#### DATA LINES
+ + +
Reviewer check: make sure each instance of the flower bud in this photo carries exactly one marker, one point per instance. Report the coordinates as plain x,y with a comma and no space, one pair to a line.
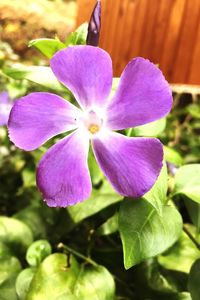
94,26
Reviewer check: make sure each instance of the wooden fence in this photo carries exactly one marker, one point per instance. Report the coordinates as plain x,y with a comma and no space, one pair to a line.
165,31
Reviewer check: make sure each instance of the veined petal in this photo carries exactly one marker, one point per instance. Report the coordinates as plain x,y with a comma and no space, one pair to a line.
5,108
132,165
39,116
86,71
63,175
143,96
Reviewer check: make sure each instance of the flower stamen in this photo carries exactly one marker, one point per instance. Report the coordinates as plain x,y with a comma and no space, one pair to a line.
93,128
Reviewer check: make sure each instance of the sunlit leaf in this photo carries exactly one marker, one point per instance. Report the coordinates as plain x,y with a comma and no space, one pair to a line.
144,232
193,282
149,130
48,47
187,182
9,269
98,200
23,282
15,234
157,196
37,252
173,156
110,226
94,283
54,279
78,37
36,74
181,255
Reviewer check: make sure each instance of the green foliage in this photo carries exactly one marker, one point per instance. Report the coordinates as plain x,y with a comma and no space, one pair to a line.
48,47
182,254
144,232
187,182
193,282
61,277
78,37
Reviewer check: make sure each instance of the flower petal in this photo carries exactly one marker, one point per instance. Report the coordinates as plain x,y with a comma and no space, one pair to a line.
39,116
143,96
132,165
86,71
63,175
5,108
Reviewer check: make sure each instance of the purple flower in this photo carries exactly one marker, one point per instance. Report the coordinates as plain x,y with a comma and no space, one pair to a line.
5,108
132,165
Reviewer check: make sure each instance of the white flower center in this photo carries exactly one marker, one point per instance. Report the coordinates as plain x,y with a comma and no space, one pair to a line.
5,108
92,121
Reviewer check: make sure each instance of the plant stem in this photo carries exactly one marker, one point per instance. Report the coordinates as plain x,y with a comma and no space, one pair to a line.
191,237
76,253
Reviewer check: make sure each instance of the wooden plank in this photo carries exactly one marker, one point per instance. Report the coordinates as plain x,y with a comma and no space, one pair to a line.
160,30
194,72
149,25
165,31
185,45
171,38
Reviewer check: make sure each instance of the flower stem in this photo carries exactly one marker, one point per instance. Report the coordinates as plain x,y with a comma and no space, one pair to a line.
191,237
76,253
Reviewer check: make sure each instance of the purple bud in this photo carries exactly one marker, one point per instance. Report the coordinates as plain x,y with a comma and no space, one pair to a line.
94,26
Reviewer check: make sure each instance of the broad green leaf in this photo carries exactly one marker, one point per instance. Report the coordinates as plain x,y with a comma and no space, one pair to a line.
78,37
181,255
157,196
98,200
172,156
187,182
194,281
15,234
48,47
37,74
110,226
149,130
193,209
158,281
9,269
144,232
94,283
54,279
23,282
37,252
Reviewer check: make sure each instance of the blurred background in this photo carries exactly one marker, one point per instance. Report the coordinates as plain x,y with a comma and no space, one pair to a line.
165,31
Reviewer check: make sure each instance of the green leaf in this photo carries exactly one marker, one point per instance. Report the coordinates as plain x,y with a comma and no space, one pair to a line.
37,74
181,255
157,196
48,47
23,282
144,232
149,130
15,234
78,37
110,226
37,252
172,156
193,282
94,283
187,182
9,269
194,110
98,200
54,279
95,172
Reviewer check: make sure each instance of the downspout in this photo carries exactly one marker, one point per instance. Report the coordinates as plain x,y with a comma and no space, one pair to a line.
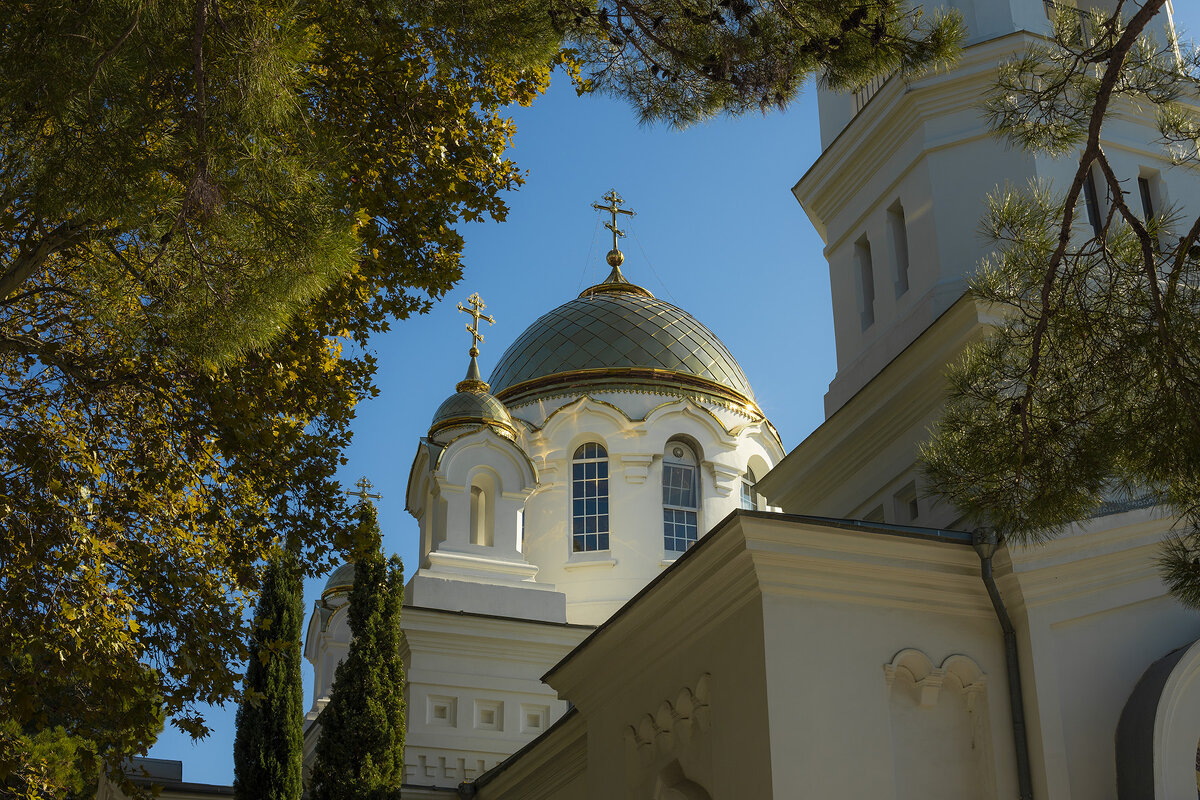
985,541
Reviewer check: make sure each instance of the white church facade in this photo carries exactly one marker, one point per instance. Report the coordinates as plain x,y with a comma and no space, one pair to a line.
628,589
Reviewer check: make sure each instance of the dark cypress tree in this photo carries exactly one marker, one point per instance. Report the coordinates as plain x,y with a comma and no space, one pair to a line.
360,755
268,747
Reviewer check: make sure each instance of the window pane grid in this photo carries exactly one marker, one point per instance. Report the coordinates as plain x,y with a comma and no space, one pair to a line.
678,486
589,499
749,497
681,501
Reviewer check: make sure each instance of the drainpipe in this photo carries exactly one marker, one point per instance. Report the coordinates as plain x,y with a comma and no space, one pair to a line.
987,542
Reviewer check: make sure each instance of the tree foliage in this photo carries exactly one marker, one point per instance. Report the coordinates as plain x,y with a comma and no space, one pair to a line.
205,211
202,204
1087,390
268,749
685,60
360,755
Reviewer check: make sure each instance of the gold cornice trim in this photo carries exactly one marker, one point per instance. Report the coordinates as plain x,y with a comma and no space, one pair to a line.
517,392
617,288
472,385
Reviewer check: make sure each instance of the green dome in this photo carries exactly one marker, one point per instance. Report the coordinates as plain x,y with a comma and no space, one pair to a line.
472,404
617,335
340,581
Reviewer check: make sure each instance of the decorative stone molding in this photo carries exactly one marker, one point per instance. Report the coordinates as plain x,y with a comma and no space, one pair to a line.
930,679
673,725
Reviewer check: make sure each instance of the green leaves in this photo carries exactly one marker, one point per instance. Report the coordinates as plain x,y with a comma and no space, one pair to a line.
199,203
1084,396
361,747
269,740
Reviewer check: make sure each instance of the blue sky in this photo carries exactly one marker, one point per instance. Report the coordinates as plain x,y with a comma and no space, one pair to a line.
718,233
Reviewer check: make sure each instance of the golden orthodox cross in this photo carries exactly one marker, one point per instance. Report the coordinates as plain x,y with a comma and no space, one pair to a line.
613,208
477,312
364,491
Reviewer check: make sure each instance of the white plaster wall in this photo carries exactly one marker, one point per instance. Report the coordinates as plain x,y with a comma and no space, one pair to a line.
927,145
1095,615
472,665
727,756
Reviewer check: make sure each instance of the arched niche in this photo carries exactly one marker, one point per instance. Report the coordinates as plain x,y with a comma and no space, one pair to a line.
673,785
580,421
687,421
484,492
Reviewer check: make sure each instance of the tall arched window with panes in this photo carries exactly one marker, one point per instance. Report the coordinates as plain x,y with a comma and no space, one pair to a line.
681,498
589,498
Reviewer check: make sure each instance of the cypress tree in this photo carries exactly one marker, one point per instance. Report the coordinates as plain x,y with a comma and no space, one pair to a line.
269,741
360,755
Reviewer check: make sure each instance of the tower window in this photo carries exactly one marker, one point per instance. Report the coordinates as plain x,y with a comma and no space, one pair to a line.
589,498
1092,203
749,495
899,246
865,281
681,498
483,511
1147,198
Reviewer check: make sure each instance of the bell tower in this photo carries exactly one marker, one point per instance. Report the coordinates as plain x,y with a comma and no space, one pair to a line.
901,184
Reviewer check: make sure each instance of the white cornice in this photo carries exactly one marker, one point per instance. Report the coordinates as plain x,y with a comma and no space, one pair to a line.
907,390
751,555
545,765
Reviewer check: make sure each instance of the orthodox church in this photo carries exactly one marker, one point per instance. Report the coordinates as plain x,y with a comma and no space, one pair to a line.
628,588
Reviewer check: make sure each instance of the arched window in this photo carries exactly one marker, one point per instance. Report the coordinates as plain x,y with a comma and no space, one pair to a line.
749,495
483,510
589,498
681,498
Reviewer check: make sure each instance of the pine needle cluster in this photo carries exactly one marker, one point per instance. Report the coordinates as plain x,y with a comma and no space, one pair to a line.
1086,391
269,741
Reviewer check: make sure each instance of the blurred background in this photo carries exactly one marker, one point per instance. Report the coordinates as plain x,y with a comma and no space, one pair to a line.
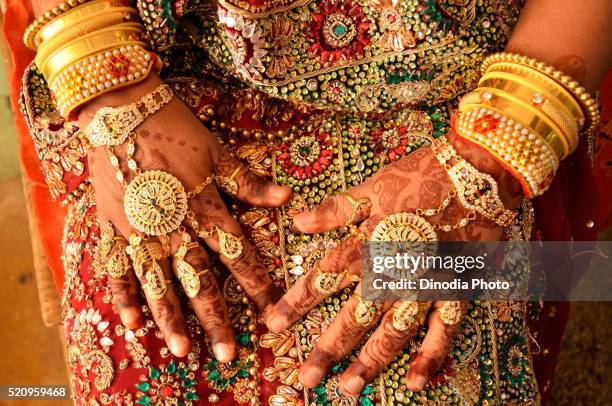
31,353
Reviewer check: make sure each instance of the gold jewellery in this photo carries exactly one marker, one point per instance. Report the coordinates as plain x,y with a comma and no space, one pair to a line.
186,273
229,184
145,256
360,209
328,283
405,315
88,48
528,116
366,310
476,191
112,126
450,313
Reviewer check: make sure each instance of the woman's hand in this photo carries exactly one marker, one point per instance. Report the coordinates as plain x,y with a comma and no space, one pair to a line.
174,141
415,181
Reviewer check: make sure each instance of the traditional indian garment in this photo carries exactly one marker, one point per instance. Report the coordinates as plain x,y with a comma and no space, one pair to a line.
316,95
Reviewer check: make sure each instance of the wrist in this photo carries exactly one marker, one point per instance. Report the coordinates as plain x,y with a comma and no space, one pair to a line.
510,191
119,97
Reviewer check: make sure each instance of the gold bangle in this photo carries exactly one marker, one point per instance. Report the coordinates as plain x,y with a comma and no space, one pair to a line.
84,27
529,118
76,15
587,103
101,40
554,88
522,152
31,31
539,98
98,74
+ + +
#### YOUR INSTRUCTIONS
Please reproduce everything from the line containing "Reviewer check: make sure each instance of the wrist" down to the end of the material, with each request included, and offset every coordinate in the answers by adding 49 to both x and y.

#### COMPLETE OUTPUT
Reviewer check: make sure each instance of the wrist in this photo carries exactly one marker, one point per instance. Report the coordinates as plain x,y with a comma and no space, one pair to a line.
559,240
168,146
Reviewer check: make sure each instance of the gold bangle in this photo carries exactly one marker, one point per instance. Report the coordinates as plain x,y with a comma and no space, one pair to a line.
133,76
578,167
125,64
636,152
150,89
603,137
571,201
80,80
588,147
147,123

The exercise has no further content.